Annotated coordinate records
⁂

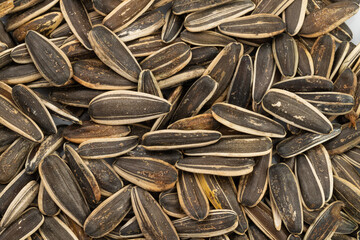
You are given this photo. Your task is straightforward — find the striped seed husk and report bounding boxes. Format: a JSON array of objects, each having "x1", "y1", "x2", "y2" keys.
[
  {"x1": 269, "y1": 163, "x2": 303, "y2": 234},
  {"x1": 176, "y1": 171, "x2": 210, "y2": 221},
  {"x1": 172, "y1": 75, "x2": 218, "y2": 122},
  {"x1": 64, "y1": 143, "x2": 101, "y2": 204},
  {"x1": 197, "y1": 174, "x2": 249, "y2": 234},
  {"x1": 138, "y1": 69, "x2": 163, "y2": 98},
  {"x1": 173, "y1": 209, "x2": 238, "y2": 238},
  {"x1": 167, "y1": 113, "x2": 220, "y2": 130},
  {"x1": 172, "y1": 0, "x2": 232, "y2": 15},
  {"x1": 272, "y1": 33, "x2": 299, "y2": 78},
  {"x1": 37, "y1": 182, "x2": 60, "y2": 216},
  {"x1": 25, "y1": 30, "x2": 73, "y2": 87},
  {"x1": 131, "y1": 187, "x2": 180, "y2": 240},
  {"x1": 297, "y1": 92, "x2": 355, "y2": 115},
  {"x1": 127, "y1": 145, "x2": 183, "y2": 165},
  {"x1": 39, "y1": 216, "x2": 78, "y2": 240},
  {"x1": 237, "y1": 153, "x2": 272, "y2": 207},
  {"x1": 0, "y1": 137, "x2": 35, "y2": 184},
  {"x1": 84, "y1": 159, "x2": 124, "y2": 197},
  {"x1": 180, "y1": 30, "x2": 236, "y2": 47},
  {"x1": 116, "y1": 9, "x2": 165, "y2": 42},
  {"x1": 77, "y1": 136, "x2": 139, "y2": 159},
  {"x1": 10, "y1": 37, "x2": 66, "y2": 64},
  {"x1": 50, "y1": 87, "x2": 104, "y2": 108},
  {"x1": 0, "y1": 180, "x2": 39, "y2": 228},
  {"x1": 102, "y1": 0, "x2": 154, "y2": 32},
  {"x1": 219, "y1": 14, "x2": 286, "y2": 39},
  {"x1": 282, "y1": 0, "x2": 308, "y2": 36},
  {"x1": 39, "y1": 155, "x2": 90, "y2": 226},
  {"x1": 89, "y1": 25, "x2": 141, "y2": 82},
  {"x1": 211, "y1": 103, "x2": 286, "y2": 138},
  {"x1": 63, "y1": 121, "x2": 130, "y2": 144},
  {"x1": 0, "y1": 170, "x2": 36, "y2": 215},
  {"x1": 324, "y1": 120, "x2": 360, "y2": 155},
  {"x1": 252, "y1": 0, "x2": 294, "y2": 15},
  {"x1": 0, "y1": 207, "x2": 44, "y2": 240},
  {"x1": 5, "y1": 0, "x2": 59, "y2": 32},
  {"x1": 262, "y1": 89, "x2": 333, "y2": 134},
  {"x1": 299, "y1": 1, "x2": 359, "y2": 38},
  {"x1": 12, "y1": 84, "x2": 57, "y2": 134},
  {"x1": 184, "y1": 0, "x2": 255, "y2": 32},
  {"x1": 161, "y1": 9, "x2": 184, "y2": 43},
  {"x1": 276, "y1": 124, "x2": 341, "y2": 158},
  {"x1": 159, "y1": 192, "x2": 186, "y2": 218},
  {"x1": 252, "y1": 43, "x2": 276, "y2": 104},
  {"x1": 0, "y1": 95, "x2": 44, "y2": 142},
  {"x1": 311, "y1": 34, "x2": 336, "y2": 78},
  {"x1": 113, "y1": 157, "x2": 178, "y2": 192},
  {"x1": 304, "y1": 201, "x2": 344, "y2": 240},
  {"x1": 84, "y1": 185, "x2": 132, "y2": 238},
  {"x1": 0, "y1": 63, "x2": 41, "y2": 84},
  {"x1": 176, "y1": 156, "x2": 255, "y2": 176},
  {"x1": 142, "y1": 129, "x2": 221, "y2": 151},
  {"x1": 305, "y1": 145, "x2": 334, "y2": 202},
  {"x1": 271, "y1": 75, "x2": 334, "y2": 92},
  {"x1": 184, "y1": 136, "x2": 272, "y2": 157},
  {"x1": 295, "y1": 154, "x2": 325, "y2": 210},
  {"x1": 331, "y1": 155, "x2": 360, "y2": 188},
  {"x1": 89, "y1": 90, "x2": 171, "y2": 125},
  {"x1": 13, "y1": 12, "x2": 63, "y2": 42},
  {"x1": 60, "y1": 0, "x2": 92, "y2": 50},
  {"x1": 140, "y1": 42, "x2": 191, "y2": 81},
  {"x1": 226, "y1": 54, "x2": 254, "y2": 108},
  {"x1": 296, "y1": 40, "x2": 315, "y2": 76}
]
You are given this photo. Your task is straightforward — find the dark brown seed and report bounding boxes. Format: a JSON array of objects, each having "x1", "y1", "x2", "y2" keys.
[
  {"x1": 237, "y1": 153, "x2": 272, "y2": 207},
  {"x1": 60, "y1": 0, "x2": 92, "y2": 50},
  {"x1": 219, "y1": 14, "x2": 286, "y2": 39},
  {"x1": 102, "y1": 0, "x2": 154, "y2": 32},
  {"x1": 269, "y1": 163, "x2": 303, "y2": 234},
  {"x1": 299, "y1": 1, "x2": 359, "y2": 38},
  {"x1": 252, "y1": 43, "x2": 276, "y2": 104},
  {"x1": 89, "y1": 90, "x2": 171, "y2": 125},
  {"x1": 25, "y1": 30, "x2": 73, "y2": 86},
  {"x1": 12, "y1": 84, "x2": 57, "y2": 134},
  {"x1": 262, "y1": 89, "x2": 333, "y2": 134},
  {"x1": 13, "y1": 12, "x2": 63, "y2": 42},
  {"x1": 84, "y1": 185, "x2": 132, "y2": 238},
  {"x1": 113, "y1": 157, "x2": 178, "y2": 192},
  {"x1": 63, "y1": 121, "x2": 130, "y2": 144},
  {"x1": 184, "y1": 0, "x2": 255, "y2": 32},
  {"x1": 64, "y1": 143, "x2": 101, "y2": 204},
  {"x1": 77, "y1": 136, "x2": 139, "y2": 159},
  {"x1": 276, "y1": 124, "x2": 341, "y2": 158},
  {"x1": 89, "y1": 25, "x2": 141, "y2": 82},
  {"x1": 176, "y1": 172, "x2": 210, "y2": 221},
  {"x1": 142, "y1": 129, "x2": 221, "y2": 151},
  {"x1": 185, "y1": 136, "x2": 272, "y2": 157},
  {"x1": 39, "y1": 155, "x2": 90, "y2": 226},
  {"x1": 84, "y1": 159, "x2": 124, "y2": 197},
  {"x1": 131, "y1": 187, "x2": 180, "y2": 240},
  {"x1": 0, "y1": 95, "x2": 44, "y2": 142}
]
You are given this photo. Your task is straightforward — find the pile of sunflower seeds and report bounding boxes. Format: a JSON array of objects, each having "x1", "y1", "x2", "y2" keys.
[{"x1": 0, "y1": 0, "x2": 360, "y2": 240}]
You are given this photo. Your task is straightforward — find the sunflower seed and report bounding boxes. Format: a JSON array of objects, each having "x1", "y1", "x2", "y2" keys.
[
  {"x1": 89, "y1": 90, "x2": 171, "y2": 125},
  {"x1": 184, "y1": 0, "x2": 255, "y2": 32},
  {"x1": 113, "y1": 157, "x2": 178, "y2": 192},
  {"x1": 39, "y1": 155, "x2": 90, "y2": 226},
  {"x1": 131, "y1": 187, "x2": 180, "y2": 240},
  {"x1": 84, "y1": 185, "x2": 132, "y2": 238}
]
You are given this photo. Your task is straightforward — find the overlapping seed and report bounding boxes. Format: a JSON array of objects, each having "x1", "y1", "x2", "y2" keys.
[{"x1": 0, "y1": 0, "x2": 360, "y2": 240}]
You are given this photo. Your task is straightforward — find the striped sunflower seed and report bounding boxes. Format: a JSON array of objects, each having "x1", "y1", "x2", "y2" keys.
[{"x1": 113, "y1": 157, "x2": 178, "y2": 192}]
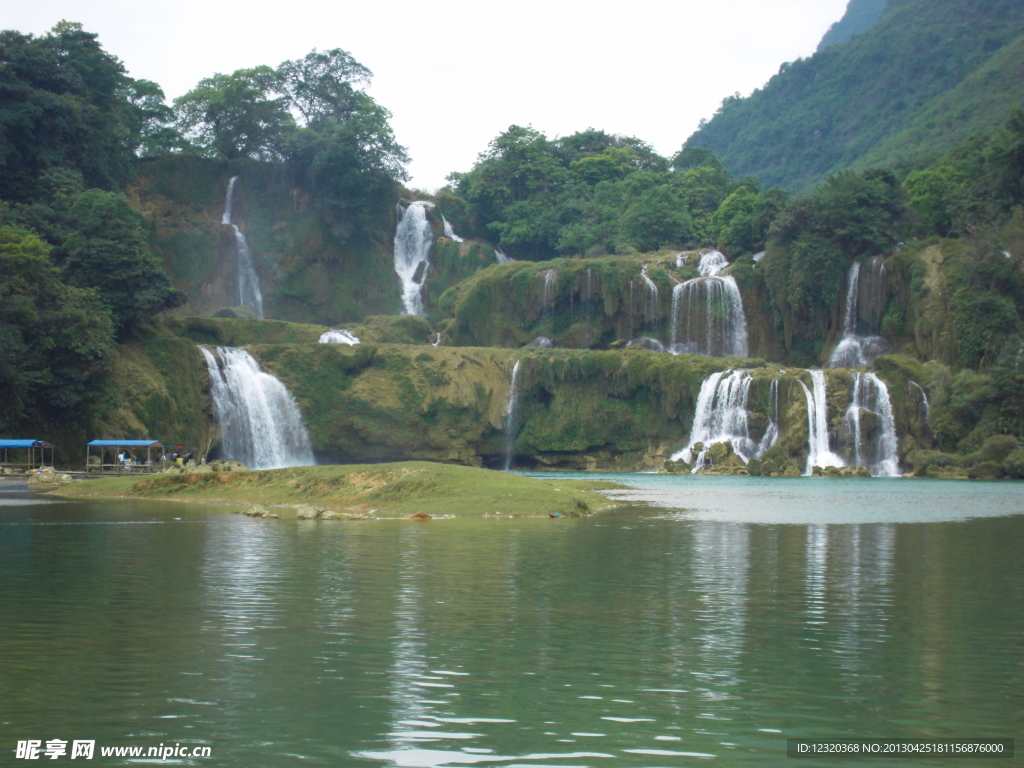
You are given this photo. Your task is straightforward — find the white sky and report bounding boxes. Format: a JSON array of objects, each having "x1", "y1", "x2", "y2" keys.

⁂

▸ **Do this**: List every line in the entries that contains the string "photo". Case counts.

▸ **Reply to the task**:
You are given this photo. Your task is straightforward — find the striped seed husk and report bounding boxes. Format: a JSON array of objects, each having "x1", "y1", "x2", "y2" keys.
You are given this photo. Your task is straightforward — find the dark brown seed and report bounding boxes. Format: a JSON array of objects, each having "x1", "y1", "x2", "y2" keys.
You are given this photo. Your task is straightforward — find the pile of sunflower seeds and report bounding boxes. Format: a JSON array of objects, each having "x1", "y1", "x2", "y2" keys.
You are given this photo. Your task is straightforward — find the sunflower seed and report bounding boxes. Format: a JSON array of objects, each having "x1", "y1", "x2", "y2" keys.
You are given this photo. Your task is straightforward — find the overlapping seed and report bounding boxes. Format: a JSON array of objects, each having "x1", "y1", "x2", "y2" keys.
You are given this photo. Your task is straightforward — find the striped sunflower seed and report bounding boxes. Format: a JSON array of objects, each having "x1", "y1", "x2", "y2" keys.
You are given this photo. Your task is straightforward — find the white sky and report bounding boxes. Format: a JSON array of objects, each having "x1", "y1", "x2", "y2" keys.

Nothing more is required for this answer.